_WHAT TO DO:_ Please return each of the entries below exactly as they appear.

_DATA:_

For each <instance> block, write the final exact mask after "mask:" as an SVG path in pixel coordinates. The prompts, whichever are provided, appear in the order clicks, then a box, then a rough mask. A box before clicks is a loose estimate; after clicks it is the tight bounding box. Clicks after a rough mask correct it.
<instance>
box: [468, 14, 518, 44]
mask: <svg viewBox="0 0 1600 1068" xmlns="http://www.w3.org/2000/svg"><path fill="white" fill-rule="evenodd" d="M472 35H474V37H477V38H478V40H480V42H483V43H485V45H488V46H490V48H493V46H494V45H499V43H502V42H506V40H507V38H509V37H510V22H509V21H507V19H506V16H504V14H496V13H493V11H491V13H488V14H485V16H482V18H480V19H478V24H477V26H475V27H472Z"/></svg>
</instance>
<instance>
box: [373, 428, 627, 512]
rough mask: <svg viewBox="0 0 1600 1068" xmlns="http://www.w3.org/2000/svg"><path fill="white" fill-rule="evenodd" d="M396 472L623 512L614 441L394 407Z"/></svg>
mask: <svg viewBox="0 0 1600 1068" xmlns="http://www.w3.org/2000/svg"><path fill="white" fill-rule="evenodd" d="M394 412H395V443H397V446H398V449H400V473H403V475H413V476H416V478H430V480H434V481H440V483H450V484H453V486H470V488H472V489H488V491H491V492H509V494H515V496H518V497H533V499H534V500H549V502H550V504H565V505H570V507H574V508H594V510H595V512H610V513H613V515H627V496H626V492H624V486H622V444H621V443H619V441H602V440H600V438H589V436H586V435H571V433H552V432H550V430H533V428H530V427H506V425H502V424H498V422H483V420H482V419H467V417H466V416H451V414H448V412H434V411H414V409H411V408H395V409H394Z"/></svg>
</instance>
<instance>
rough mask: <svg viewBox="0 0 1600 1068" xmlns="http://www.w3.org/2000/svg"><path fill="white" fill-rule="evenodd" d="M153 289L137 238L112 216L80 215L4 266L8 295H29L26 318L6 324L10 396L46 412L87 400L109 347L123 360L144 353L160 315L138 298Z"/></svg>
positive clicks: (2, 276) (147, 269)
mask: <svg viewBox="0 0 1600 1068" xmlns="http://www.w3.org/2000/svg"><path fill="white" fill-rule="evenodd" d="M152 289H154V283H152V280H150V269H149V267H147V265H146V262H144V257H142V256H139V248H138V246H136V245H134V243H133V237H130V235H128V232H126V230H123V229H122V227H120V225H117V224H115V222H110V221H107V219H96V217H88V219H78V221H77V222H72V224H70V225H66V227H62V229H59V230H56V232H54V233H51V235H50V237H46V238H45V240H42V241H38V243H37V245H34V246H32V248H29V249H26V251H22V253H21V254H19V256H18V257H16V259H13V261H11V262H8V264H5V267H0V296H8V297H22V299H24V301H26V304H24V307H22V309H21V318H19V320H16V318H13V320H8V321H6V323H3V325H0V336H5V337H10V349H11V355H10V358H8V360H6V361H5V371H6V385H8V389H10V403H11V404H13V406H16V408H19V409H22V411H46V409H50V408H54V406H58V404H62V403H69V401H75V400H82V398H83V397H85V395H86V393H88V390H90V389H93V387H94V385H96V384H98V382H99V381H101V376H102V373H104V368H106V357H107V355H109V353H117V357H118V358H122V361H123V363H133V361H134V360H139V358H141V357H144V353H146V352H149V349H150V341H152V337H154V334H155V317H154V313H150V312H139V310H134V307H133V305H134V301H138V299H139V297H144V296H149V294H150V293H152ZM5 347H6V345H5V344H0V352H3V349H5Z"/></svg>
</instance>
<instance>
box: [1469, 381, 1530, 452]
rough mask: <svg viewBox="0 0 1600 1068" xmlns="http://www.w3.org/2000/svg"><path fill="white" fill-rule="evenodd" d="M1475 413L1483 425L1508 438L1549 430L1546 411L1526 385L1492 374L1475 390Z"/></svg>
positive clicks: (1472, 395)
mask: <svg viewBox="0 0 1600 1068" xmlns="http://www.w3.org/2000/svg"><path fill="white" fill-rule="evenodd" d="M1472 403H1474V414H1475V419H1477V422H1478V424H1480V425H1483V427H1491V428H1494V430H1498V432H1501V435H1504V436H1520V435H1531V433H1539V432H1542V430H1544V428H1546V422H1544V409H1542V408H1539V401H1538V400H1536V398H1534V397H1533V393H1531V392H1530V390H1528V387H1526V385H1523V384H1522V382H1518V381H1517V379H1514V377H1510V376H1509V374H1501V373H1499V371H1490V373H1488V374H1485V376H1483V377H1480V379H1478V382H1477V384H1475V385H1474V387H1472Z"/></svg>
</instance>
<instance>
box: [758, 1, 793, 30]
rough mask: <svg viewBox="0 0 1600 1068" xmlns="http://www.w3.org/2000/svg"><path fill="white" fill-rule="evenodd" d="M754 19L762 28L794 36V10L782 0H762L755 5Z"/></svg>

_EXERCISE SOLUTION:_
For each <instance> block, write the final exact mask after "mask:" as an SVG path in pixel coordinates. The prompts, whichever are provided, appear in the order clicks, then a box, then a rough mask. A box before clicks is a loose estimate; after clicks it is the tight bounding box. Clicks after a rough mask correct it.
<instance>
box: [468, 14, 518, 44]
mask: <svg viewBox="0 0 1600 1068" xmlns="http://www.w3.org/2000/svg"><path fill="white" fill-rule="evenodd" d="M472 35H474V37H477V38H478V40H480V42H483V43H485V45H488V46H490V48H493V46H494V45H499V43H502V42H506V40H507V38H509V37H510V22H509V21H507V19H506V16H504V14H496V13H493V11H491V13H488V14H485V16H482V18H480V19H478V24H477V26H475V27H472Z"/></svg>
</instance>
<instance>
box: [373, 428, 627, 512]
rough mask: <svg viewBox="0 0 1600 1068" xmlns="http://www.w3.org/2000/svg"><path fill="white" fill-rule="evenodd" d="M396 472L623 512L614 441L394 407Z"/></svg>
mask: <svg viewBox="0 0 1600 1068" xmlns="http://www.w3.org/2000/svg"><path fill="white" fill-rule="evenodd" d="M394 412H395V443H397V446H398V449H400V473H403V475H413V476H416V478H430V480H434V481H440V483H450V484H453V486H470V488H472V489H488V491H491V492H509V494H515V496H518V497H533V499H534V500H549V502H550V504H565V505H570V507H574V508H594V510H595V512H610V513H613V515H627V496H626V492H624V486H622V444H621V443H619V441H602V440H600V438H589V436H586V435H571V433H552V432H550V430H533V428H530V427H506V425H502V424H498V422H483V420H482V419H467V417H466V416H451V414H448V412H434V411H414V409H411V408H395V409H394Z"/></svg>
</instance>
<instance>
rough mask: <svg viewBox="0 0 1600 1068" xmlns="http://www.w3.org/2000/svg"><path fill="white" fill-rule="evenodd" d="M153 289L137 238L112 216L80 215L4 266L8 295H29L26 318L6 324L10 396L46 412L87 400L109 347L123 360L144 353L160 315L138 298Z"/></svg>
positive clicks: (2, 276) (147, 269)
mask: <svg viewBox="0 0 1600 1068" xmlns="http://www.w3.org/2000/svg"><path fill="white" fill-rule="evenodd" d="M152 289H154V283H152V280H150V269H149V267H147V265H146V262H144V257H142V256H139V248H138V246H136V245H134V243H133V237H130V235H128V232H126V230H123V229H122V227H120V225H117V224H115V222H110V221H107V219H96V217H88V219H78V221H77V222H72V224H70V225H66V227H62V229H59V230H56V232H54V233H51V235H50V237H46V238H45V240H42V241H38V243H37V245H34V246H32V248H29V249H26V251H22V253H21V254H19V256H18V257H16V259H13V261H11V262H8V264H5V267H0V296H8V297H22V299H24V301H26V304H24V307H22V309H21V318H19V320H16V318H13V320H8V321H6V323H3V325H0V336H5V337H10V349H11V355H10V358H8V360H6V361H5V371H6V385H8V389H10V403H11V404H13V406H16V408H19V409H22V411H46V409H50V408H54V406H58V404H62V403H69V401H75V400H82V398H83V397H85V395H86V393H88V390H90V389H93V387H94V385H96V384H98V382H99V381H101V376H102V373H104V368H106V357H107V355H109V353H117V357H118V358H122V361H123V363H133V361H134V360H139V358H141V357H144V353H146V352H149V349H150V341H152V337H154V334H155V317H154V313H150V312H139V310H134V307H133V305H134V301H138V299H139V297H144V296H149V294H150V293H152ZM5 347H6V345H5V344H0V352H3V349H5Z"/></svg>
</instance>
<instance>
box: [1469, 381, 1530, 452]
rough mask: <svg viewBox="0 0 1600 1068" xmlns="http://www.w3.org/2000/svg"><path fill="white" fill-rule="evenodd" d="M1475 413L1483 425L1508 438L1549 430L1546 411L1526 385L1492 374L1475 390Z"/></svg>
positive clicks: (1472, 395)
mask: <svg viewBox="0 0 1600 1068" xmlns="http://www.w3.org/2000/svg"><path fill="white" fill-rule="evenodd" d="M1472 403H1474V414H1475V419H1477V422H1478V424H1480V425H1483V427H1491V428H1494V430H1498V432H1501V435H1504V436H1520V435H1531V433H1539V432H1542V430H1544V428H1546V422H1544V409H1542V408H1539V401H1538V400H1536V398H1534V397H1533V393H1531V392H1530V390H1528V387H1526V385H1523V384H1522V382H1518V381H1517V379H1514V377H1510V376H1509V374H1501V373H1499V371H1490V373H1488V374H1485V376H1483V377H1480V379H1478V382H1477V384H1475V385H1474V387H1472Z"/></svg>
</instance>
<instance>
box: [758, 1, 793, 30]
rough mask: <svg viewBox="0 0 1600 1068" xmlns="http://www.w3.org/2000/svg"><path fill="white" fill-rule="evenodd" d="M754 19L762 28L794 36V10L782 0H762L755 5Z"/></svg>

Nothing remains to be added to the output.